Each record below is to be retyped exactly, with its pictures omitted.
#### GIVEN RECORDS
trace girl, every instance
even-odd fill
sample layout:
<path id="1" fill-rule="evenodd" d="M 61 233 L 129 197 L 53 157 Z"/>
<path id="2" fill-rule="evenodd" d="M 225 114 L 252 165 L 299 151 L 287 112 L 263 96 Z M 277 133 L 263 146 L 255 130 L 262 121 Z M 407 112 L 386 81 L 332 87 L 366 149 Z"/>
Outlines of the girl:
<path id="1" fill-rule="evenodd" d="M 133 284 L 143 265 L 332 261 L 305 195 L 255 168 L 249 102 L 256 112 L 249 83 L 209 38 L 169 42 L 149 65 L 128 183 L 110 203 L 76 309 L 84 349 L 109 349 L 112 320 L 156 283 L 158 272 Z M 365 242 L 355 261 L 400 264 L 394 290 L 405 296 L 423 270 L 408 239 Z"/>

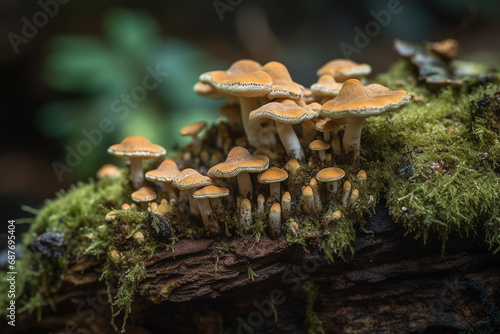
########
§ WRITTEN ANSWER
trace girl, every instance
even-odd fill
sample layout:
<path id="1" fill-rule="evenodd" d="M 61 233 L 129 197 L 53 157 Z"/>
<path id="2" fill-rule="evenodd" d="M 225 114 L 252 165 L 299 151 L 287 112 L 263 96 Z M 277 133 L 263 146 L 255 130 L 262 121 Z M 407 112 L 386 81 L 332 87 L 366 149 Z"/>
Outlines of the girl:
<path id="1" fill-rule="evenodd" d="M 133 284 L 143 265 L 332 261 L 305 195 L 255 168 L 249 102 L 256 112 L 249 83 L 209 38 L 169 42 L 149 65 L 128 183 L 110 203 L 76 309 L 84 349 L 109 349 L 112 320 L 156 283 L 158 272 Z M 365 242 L 355 261 L 400 264 L 394 290 L 405 296 L 423 270 L 408 239 Z"/>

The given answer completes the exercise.